• _Task input_:

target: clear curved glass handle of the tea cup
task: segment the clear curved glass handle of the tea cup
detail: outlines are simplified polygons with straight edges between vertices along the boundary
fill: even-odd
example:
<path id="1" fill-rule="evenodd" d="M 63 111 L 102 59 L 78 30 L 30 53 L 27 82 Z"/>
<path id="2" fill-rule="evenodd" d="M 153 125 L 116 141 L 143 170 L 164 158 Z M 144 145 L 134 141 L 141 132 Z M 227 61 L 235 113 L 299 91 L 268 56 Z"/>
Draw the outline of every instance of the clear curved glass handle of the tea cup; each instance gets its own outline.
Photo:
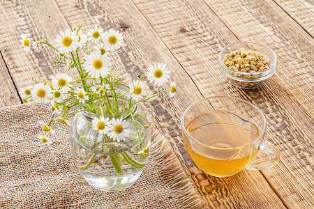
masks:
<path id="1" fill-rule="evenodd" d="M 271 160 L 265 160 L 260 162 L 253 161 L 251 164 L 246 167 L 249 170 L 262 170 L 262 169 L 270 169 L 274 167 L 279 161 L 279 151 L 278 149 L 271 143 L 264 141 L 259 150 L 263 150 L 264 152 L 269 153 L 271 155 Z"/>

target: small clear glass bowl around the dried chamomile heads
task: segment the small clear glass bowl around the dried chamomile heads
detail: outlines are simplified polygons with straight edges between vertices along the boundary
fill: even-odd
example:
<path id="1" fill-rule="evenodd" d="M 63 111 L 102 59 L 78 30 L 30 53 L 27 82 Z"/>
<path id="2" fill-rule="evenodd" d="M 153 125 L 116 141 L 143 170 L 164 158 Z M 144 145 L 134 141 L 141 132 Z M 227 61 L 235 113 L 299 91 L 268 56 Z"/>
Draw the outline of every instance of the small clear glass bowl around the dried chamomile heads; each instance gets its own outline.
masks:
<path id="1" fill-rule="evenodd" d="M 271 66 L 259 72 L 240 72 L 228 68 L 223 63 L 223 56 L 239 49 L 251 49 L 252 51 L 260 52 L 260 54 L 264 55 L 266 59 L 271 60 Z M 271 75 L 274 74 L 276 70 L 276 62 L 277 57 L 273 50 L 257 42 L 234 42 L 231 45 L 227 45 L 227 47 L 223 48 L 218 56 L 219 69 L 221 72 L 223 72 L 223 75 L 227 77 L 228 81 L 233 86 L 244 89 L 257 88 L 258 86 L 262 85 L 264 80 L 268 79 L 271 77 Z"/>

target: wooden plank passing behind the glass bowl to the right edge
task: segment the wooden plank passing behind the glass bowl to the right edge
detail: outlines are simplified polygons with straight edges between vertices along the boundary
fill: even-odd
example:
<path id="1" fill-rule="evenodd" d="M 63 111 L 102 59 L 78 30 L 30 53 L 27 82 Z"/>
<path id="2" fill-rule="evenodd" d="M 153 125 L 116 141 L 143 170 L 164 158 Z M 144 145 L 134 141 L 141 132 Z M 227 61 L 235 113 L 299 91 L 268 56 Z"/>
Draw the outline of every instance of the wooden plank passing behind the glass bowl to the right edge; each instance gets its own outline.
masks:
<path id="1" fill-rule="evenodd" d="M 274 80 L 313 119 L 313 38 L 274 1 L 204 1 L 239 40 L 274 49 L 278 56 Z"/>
==
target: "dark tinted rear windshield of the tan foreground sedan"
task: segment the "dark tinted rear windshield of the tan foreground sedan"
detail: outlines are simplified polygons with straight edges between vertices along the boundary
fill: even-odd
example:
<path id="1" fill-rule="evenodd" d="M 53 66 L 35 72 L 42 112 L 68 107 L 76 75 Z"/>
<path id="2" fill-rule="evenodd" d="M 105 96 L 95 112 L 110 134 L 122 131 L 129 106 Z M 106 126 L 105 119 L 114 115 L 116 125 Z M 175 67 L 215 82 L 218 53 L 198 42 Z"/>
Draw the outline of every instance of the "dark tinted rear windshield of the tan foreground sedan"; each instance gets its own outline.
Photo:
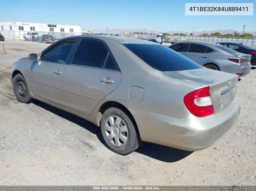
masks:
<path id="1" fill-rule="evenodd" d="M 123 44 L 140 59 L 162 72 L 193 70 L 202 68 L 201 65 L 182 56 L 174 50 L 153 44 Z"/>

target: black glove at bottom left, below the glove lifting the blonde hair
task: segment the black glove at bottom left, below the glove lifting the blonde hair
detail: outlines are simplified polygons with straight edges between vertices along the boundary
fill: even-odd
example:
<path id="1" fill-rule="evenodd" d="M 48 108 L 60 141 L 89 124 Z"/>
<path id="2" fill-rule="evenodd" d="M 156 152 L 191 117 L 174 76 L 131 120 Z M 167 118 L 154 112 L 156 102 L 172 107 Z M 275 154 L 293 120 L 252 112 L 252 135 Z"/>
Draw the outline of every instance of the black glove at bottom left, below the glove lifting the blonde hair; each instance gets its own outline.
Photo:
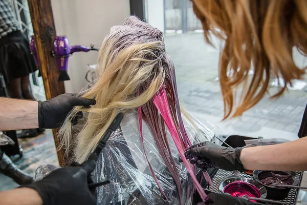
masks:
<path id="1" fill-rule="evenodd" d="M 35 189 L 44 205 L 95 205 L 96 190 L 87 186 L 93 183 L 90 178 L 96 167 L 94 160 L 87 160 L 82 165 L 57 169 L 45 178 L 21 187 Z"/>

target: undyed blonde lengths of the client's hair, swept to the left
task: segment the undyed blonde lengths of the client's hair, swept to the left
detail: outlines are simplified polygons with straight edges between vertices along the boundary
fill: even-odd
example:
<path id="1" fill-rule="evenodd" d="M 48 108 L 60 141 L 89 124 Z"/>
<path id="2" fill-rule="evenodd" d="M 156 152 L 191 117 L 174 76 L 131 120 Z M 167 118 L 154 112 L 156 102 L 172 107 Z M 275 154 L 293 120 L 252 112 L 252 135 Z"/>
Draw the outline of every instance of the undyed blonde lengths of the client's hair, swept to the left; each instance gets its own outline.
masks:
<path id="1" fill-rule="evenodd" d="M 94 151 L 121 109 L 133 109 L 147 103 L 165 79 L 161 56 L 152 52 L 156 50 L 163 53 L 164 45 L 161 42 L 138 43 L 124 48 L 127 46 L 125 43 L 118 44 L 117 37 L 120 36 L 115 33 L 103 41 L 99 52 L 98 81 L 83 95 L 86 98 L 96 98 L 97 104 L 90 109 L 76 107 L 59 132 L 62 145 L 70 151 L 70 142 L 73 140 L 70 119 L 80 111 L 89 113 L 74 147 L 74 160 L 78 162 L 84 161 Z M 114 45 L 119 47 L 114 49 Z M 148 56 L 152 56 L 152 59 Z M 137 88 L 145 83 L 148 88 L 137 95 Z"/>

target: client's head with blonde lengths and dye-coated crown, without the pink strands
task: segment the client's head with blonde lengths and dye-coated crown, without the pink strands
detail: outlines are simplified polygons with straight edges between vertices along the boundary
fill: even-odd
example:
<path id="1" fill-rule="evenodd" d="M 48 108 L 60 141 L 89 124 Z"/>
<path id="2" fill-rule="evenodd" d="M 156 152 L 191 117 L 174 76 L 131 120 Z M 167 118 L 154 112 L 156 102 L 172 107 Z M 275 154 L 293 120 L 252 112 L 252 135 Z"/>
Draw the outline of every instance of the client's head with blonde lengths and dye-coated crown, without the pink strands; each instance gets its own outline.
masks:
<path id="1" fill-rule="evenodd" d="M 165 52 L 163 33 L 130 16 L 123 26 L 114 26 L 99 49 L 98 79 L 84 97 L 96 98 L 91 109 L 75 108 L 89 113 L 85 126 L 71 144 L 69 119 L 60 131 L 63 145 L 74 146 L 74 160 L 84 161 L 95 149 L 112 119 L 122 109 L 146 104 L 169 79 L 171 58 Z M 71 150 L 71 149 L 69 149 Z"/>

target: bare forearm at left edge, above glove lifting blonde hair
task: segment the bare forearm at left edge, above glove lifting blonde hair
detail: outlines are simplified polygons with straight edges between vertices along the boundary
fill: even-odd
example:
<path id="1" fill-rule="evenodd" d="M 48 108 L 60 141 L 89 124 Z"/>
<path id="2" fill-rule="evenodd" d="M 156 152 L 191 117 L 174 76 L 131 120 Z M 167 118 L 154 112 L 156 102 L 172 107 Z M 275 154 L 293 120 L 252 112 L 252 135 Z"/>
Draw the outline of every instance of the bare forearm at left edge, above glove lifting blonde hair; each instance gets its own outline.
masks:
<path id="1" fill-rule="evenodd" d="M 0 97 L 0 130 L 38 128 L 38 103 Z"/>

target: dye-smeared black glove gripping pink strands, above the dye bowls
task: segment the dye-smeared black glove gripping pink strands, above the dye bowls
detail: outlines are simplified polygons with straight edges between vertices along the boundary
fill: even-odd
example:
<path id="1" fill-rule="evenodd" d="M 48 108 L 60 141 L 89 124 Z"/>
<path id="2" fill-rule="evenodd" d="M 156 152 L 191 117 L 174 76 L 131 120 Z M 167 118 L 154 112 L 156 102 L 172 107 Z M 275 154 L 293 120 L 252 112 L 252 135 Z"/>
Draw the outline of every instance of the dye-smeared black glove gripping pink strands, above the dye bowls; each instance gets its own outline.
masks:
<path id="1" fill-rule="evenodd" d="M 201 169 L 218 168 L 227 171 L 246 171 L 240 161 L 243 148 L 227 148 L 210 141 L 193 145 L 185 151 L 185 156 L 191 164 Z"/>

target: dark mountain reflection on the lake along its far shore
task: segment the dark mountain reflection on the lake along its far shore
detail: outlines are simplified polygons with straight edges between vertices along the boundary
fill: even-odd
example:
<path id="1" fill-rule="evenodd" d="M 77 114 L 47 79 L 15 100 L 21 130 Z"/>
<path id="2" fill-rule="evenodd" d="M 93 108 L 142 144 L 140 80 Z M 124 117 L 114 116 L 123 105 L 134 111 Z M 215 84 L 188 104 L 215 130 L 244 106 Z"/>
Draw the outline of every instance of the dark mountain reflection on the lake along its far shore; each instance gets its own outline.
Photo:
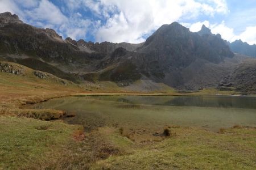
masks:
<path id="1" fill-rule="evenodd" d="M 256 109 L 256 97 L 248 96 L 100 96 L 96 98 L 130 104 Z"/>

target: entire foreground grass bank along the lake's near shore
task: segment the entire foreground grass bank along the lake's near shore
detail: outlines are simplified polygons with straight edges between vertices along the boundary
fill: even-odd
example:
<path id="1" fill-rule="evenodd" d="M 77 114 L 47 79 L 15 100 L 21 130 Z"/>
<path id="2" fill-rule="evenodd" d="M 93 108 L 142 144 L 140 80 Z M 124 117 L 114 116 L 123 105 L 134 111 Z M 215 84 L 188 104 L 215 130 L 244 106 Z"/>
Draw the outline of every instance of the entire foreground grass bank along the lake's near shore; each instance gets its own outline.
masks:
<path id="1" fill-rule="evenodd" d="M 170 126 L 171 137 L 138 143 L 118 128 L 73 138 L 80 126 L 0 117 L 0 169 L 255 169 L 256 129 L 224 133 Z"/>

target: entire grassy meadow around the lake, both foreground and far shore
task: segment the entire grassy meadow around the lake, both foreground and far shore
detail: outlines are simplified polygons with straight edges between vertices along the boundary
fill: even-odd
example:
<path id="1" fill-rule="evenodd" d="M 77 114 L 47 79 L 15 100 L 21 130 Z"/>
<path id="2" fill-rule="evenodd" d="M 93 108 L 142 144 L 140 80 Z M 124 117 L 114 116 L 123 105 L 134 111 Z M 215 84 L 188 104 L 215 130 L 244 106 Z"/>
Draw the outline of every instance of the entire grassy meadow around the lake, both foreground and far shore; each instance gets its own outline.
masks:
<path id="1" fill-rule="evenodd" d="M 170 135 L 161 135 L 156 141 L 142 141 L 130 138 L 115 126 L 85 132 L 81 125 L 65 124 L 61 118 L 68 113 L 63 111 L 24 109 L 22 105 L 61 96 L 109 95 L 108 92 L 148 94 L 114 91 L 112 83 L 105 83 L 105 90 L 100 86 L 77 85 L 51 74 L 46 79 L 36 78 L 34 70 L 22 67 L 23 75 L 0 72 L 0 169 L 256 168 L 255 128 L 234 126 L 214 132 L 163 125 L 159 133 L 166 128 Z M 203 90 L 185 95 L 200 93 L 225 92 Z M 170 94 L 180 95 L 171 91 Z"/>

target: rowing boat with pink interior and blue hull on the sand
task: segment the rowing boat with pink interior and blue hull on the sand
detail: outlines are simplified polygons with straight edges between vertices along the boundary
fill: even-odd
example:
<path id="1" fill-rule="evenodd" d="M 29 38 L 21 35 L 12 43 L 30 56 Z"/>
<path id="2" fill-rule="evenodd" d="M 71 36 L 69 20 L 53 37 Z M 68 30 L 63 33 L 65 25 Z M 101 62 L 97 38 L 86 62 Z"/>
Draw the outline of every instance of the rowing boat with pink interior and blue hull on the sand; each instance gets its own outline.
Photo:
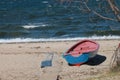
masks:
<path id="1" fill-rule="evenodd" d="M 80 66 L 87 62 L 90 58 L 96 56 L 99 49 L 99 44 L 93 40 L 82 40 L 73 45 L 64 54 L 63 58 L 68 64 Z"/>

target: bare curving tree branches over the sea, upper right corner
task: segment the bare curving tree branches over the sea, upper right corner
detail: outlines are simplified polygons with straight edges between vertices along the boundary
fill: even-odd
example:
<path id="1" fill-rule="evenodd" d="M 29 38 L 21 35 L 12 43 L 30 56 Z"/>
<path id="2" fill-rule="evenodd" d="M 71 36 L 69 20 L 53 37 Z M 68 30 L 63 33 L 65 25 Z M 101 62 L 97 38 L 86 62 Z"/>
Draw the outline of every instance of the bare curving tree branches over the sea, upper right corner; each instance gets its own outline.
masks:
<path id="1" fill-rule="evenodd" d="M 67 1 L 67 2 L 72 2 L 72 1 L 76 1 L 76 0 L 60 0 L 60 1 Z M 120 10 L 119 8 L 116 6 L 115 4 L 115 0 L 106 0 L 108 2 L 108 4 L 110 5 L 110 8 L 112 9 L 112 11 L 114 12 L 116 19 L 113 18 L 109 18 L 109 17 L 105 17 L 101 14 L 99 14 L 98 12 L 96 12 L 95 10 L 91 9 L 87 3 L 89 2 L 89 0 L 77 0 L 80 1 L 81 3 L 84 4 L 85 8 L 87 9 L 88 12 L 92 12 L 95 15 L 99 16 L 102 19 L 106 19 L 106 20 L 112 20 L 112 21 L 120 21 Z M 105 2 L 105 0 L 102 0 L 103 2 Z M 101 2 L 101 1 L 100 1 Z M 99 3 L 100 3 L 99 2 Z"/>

• _What you are asked to do_: Could you find every line in the records above that contains the word "client" and copy it?

• _Reply to the task_:
target: undyed blonde lengths of the client's hair, swept to the left
task: segment the undyed blonde lengths of the client's hair, swept to the left
Draw the outline of every instance of the undyed blonde lengths of the client's hair, swept to the left; each instance gets its own outline.
target: client's head with blonde lengths and dye-coated crown, without the pink strands
task: segment the client's head with blonde lengths and dye-coated crown, without the pink strands
Draw the outline of every instance of the client's head with blonde lengths and dye-coated crown, without the pink strands; each instance gets its own outline.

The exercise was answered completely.